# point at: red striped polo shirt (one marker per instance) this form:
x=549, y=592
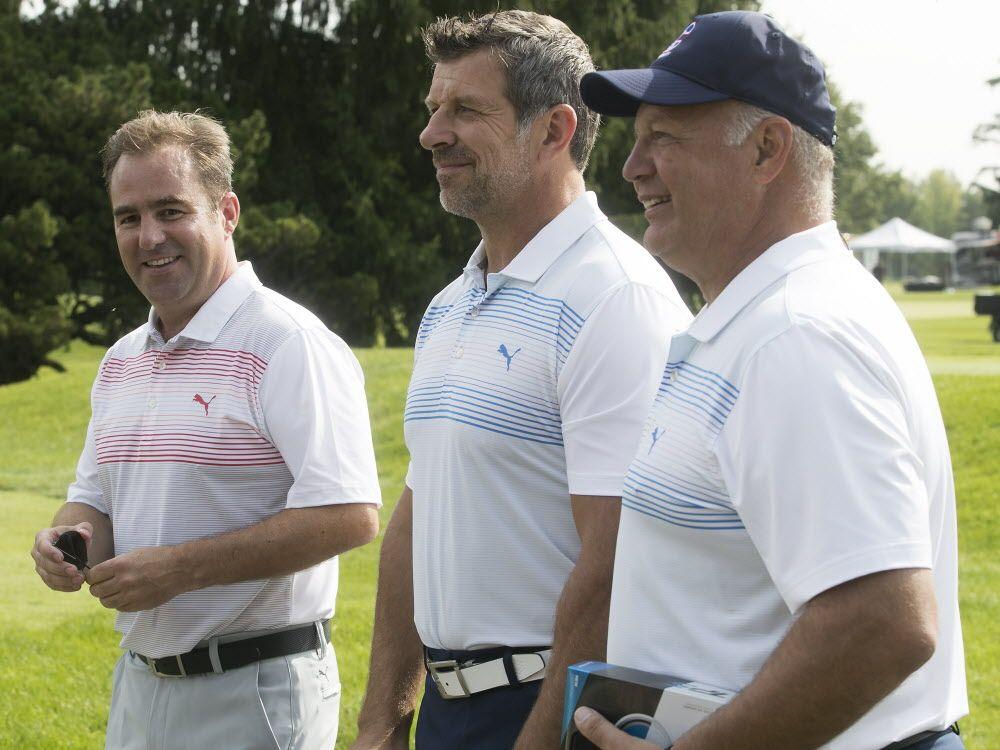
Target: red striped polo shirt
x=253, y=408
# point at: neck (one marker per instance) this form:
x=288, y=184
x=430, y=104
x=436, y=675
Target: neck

──────────────────────────────

## Exercise
Your task is to transcribe all of the records precisely, with no images included.

## Finished exercise
# point at: red striped polo shirt (one marker per instance) this form:
x=549, y=592
Target: red striped polo shirt
x=253, y=408
# point at: neck (one marker per instance) this form:
x=288, y=184
x=430, y=104
x=436, y=675
Target: neck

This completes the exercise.